= PROBLEM =
Extract the lines from the start of the entries up to and including the line containing "230,279,384,367". Reproduce each line without any change.

>> Begin DATASET

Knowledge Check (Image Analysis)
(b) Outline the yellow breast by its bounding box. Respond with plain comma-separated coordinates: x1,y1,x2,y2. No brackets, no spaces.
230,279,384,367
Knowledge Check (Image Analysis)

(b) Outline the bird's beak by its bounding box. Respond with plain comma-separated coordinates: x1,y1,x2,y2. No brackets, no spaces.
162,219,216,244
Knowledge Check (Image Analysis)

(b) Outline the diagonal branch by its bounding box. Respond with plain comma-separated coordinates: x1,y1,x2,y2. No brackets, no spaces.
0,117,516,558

>> End DATASET

= FINAL RESULT =
Knowledge Check (Image Analysis)
(b) Outline the yellow breast by its bounding box. Respond with plain comma-separated coordinates: x1,y1,x2,y2. No brackets, no spaces.
230,279,384,367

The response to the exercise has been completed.